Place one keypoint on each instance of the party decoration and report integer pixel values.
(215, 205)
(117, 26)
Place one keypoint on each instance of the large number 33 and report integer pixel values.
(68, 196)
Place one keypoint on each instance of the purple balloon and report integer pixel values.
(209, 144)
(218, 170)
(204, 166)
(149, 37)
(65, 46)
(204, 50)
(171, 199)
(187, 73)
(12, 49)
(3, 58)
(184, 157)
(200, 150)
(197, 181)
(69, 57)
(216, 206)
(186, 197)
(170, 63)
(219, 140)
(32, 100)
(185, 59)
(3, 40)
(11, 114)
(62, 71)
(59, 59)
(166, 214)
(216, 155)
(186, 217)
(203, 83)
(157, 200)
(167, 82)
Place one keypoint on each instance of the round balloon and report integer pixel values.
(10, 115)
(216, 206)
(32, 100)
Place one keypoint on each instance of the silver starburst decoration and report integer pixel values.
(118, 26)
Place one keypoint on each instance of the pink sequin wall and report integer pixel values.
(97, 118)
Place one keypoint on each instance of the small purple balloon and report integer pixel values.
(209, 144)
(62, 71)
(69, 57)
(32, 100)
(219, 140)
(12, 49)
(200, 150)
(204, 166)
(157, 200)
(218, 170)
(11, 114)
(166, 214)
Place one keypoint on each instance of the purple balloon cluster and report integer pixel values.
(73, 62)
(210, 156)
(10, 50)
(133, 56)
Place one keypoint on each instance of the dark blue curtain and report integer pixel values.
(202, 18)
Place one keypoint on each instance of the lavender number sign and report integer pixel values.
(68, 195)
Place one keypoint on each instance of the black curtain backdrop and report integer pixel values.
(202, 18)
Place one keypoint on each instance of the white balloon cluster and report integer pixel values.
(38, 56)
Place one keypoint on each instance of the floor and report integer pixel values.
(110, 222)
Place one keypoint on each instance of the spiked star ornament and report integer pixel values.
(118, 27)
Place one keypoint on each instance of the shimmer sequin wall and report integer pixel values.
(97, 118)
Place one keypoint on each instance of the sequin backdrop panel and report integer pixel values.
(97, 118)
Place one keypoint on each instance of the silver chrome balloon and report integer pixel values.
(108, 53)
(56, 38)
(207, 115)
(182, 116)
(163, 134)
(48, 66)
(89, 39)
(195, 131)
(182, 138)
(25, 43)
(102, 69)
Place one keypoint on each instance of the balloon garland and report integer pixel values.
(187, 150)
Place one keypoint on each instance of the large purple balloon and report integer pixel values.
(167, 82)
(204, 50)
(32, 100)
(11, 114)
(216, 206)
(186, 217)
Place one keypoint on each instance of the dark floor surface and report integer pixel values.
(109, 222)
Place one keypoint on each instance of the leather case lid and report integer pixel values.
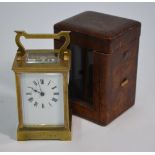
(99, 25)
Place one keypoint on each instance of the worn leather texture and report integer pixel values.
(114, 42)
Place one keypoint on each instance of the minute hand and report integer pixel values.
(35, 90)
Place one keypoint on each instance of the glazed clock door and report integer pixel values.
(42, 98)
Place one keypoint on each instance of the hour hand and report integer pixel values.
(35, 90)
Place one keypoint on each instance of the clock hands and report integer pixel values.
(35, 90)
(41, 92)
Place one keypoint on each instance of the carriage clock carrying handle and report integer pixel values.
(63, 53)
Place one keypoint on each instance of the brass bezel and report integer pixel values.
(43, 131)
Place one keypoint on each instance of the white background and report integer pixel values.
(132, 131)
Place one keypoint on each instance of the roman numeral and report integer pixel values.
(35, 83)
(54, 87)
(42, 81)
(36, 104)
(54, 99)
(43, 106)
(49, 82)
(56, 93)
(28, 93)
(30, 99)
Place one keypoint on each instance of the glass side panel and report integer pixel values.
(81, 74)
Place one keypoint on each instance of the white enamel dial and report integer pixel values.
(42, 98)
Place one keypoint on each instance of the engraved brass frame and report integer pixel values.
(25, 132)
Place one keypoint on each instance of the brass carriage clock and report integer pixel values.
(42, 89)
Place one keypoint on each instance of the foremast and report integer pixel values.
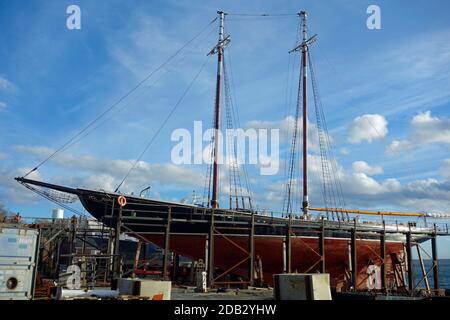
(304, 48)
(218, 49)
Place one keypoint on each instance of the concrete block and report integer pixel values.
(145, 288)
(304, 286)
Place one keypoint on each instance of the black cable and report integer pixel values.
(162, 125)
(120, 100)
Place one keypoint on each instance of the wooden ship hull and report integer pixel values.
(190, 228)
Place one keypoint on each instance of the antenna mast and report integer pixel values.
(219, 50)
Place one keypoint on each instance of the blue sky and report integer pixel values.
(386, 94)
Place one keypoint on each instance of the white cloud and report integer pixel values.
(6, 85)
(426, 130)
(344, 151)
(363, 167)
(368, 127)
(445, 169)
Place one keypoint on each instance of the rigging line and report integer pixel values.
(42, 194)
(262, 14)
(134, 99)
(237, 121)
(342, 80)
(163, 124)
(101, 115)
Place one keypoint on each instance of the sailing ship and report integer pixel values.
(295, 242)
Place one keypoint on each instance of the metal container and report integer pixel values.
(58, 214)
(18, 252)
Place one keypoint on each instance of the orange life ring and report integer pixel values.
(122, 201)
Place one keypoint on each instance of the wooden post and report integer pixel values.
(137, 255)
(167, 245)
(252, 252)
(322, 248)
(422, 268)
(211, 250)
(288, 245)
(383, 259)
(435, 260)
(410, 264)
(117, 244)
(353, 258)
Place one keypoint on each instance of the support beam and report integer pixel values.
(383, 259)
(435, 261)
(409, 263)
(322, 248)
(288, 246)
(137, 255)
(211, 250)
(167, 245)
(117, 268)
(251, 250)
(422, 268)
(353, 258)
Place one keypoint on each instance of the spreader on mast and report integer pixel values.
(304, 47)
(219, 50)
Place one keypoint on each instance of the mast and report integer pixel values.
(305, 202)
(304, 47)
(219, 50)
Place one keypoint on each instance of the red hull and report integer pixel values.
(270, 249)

### Task goal
Leave out the pictures and copy the rest of the material above exactly.

### Worked solution
Place one keypoint on each instance of the party decoration and report integer pixel values.
(215, 205)
(117, 26)
Place one keypoint on each instance of the large number 33 and report integer pixel values.
(68, 196)
Place one keypoint on each instance of the purple balloon and report integer pixel values.
(209, 144)
(218, 170)
(204, 166)
(149, 37)
(65, 46)
(204, 50)
(171, 199)
(187, 73)
(12, 49)
(3, 58)
(184, 157)
(200, 150)
(197, 181)
(69, 57)
(216, 206)
(186, 197)
(170, 63)
(219, 140)
(32, 100)
(185, 59)
(3, 40)
(11, 114)
(62, 71)
(59, 59)
(166, 214)
(216, 155)
(186, 217)
(203, 83)
(157, 200)
(167, 82)
Place one keypoint on each instance of the round balloon and report integer pixel values.
(10, 115)
(216, 206)
(32, 100)
Place one keypoint on each instance of the silver starburst decoration and report integer pixel values.
(118, 26)
Place one keypoint on each instance of the pink sequin wall and report integer pixel values.
(97, 118)
Place one keypoint on each instance of the small purple balloon and report integer pixel values.
(209, 144)
(62, 71)
(69, 57)
(32, 100)
(219, 140)
(12, 49)
(200, 150)
(204, 166)
(157, 200)
(218, 170)
(11, 114)
(166, 214)
Place one keypoint on each instance of the purple balloon cluster and report integer pixel values.
(73, 62)
(210, 156)
(10, 50)
(133, 56)
Place one keypoint on each instance of the dark blue curtain and report integer pixel values.
(202, 18)
Place one keypoint on each instance of the lavender number sign and report integer pixel values.
(68, 195)
Place one keypoint on each instance of the black curtain backdrop and report integer pixel values.
(202, 18)
Place one keypoint on each instance of the white balloon cluster and report integer pixel values.
(38, 56)
Place one keypoint on each instance of the floor and report integer pixel values.
(110, 222)
Place one keypoint on each instance of the spiked star ornament and report integer pixel values.
(118, 27)
Place one keypoint on each instance of the shimmer sequin wall and report integer pixel values.
(97, 118)
Place one keypoint on each instance of the sequin backdrop panel and report integer pixel values.
(97, 118)
Place one keypoint on each instance of the silver chrome balloon and report integer pixel values.
(108, 53)
(56, 38)
(207, 115)
(182, 116)
(163, 134)
(48, 66)
(89, 39)
(195, 131)
(182, 138)
(25, 43)
(102, 69)
Place one keypoint on each instance of the balloon garland and report integer pixel values.
(187, 150)
Place one keypoint on each instance of the large purple balloon and report integer pixel values.
(167, 82)
(204, 50)
(32, 100)
(11, 114)
(216, 206)
(186, 217)
Place one keypoint on each instance of the dark floor surface and report integer pixel values.
(109, 222)
Place one keypoint on each instance of the leather case lid and report integer pixel values.
(99, 25)
Place one keypoint on each instance of the worn leather texture and report integer pixel values.
(114, 42)
Place one keypoint on each instance of the minute hand and report integer pixel values.
(35, 90)
Place one keypoint on each instance of the glazed clock door and report integer pixel values.
(42, 98)
Place one keypoint on each instance of the hour hand and report integer pixel values.
(35, 90)
Place one keypoint on each instance of the clock hands and report integer pixel values.
(35, 90)
(41, 92)
Place one keypoint on each instance of the carriage clock carrying handle and report integer pixel values.
(63, 53)
Place one keypoint on each instance of the brass bezel and report integer pixel values.
(43, 131)
Place one keypoint on each instance of the white background and report integer pixel values.
(132, 131)
Place one keypoint on each instance of the roman numeral and report integer pixel values.
(35, 83)
(54, 87)
(42, 81)
(36, 104)
(54, 99)
(43, 106)
(49, 82)
(56, 93)
(28, 93)
(30, 99)
Place one keypoint on each instance of the glass side panel and report integer pixel values.
(81, 74)
Place one keypoint on each instance of the white enamel dial and report integer pixel values.
(42, 98)
Place one keypoint on each instance of the engraved brass frame and report integer pixel values.
(25, 132)
Place one keypoint on each instance of the brass carriage clock and report integer pixel values.
(42, 89)
Place one keypoint on each instance of the foremast and report integer pixel values.
(304, 48)
(218, 49)
Place one keypoint on each instance of the concrete block and report integer pixel values.
(145, 288)
(304, 286)
Place one keypoint on each instance of the black cable and report integer pixel values.
(162, 125)
(120, 100)
Place one keypoint on each instance of the wooden ship hull and report integer pixel values.
(190, 228)
Place one keypoint on each instance of the antenna mast and report integer pixel values.
(219, 50)
Place one keypoint on each instance of the blue sky and report integer pixel values.
(386, 94)
Place one keypoint on each instance of the white cloud and report integer pixel values.
(6, 85)
(426, 130)
(344, 151)
(363, 167)
(368, 127)
(445, 169)
Place one keypoint on each instance of the rigging line and report integer pixel values.
(42, 194)
(262, 14)
(134, 99)
(237, 121)
(342, 80)
(163, 124)
(101, 115)
Place one keypoint on each instance of the sailing ship and report integer pixel values.
(295, 242)
Place one keypoint on each instance of the metal container and report integer pixel values.
(58, 214)
(18, 252)
Place one keypoint on each instance of the orange life ring and report integer pixel values.
(122, 201)
Place one keypoint on each instance of the wooden post and report integer pixel values.
(137, 255)
(167, 245)
(252, 252)
(322, 248)
(422, 268)
(211, 250)
(288, 245)
(383, 259)
(435, 260)
(410, 264)
(117, 244)
(353, 258)
Place one keypoint on each instance of the support beam and report integer pixel values.
(383, 259)
(435, 261)
(409, 263)
(322, 248)
(288, 246)
(137, 255)
(211, 250)
(167, 245)
(117, 268)
(251, 250)
(422, 268)
(353, 258)
Place one keypoint on each instance of the spreader on mast and report integer pixel values.
(304, 47)
(219, 50)
Place one keypoint on each instance of the mast and report integer pixel values.
(305, 202)
(304, 47)
(219, 50)
Place one keypoint on each instance of the red hull and report integer pixel values.
(270, 249)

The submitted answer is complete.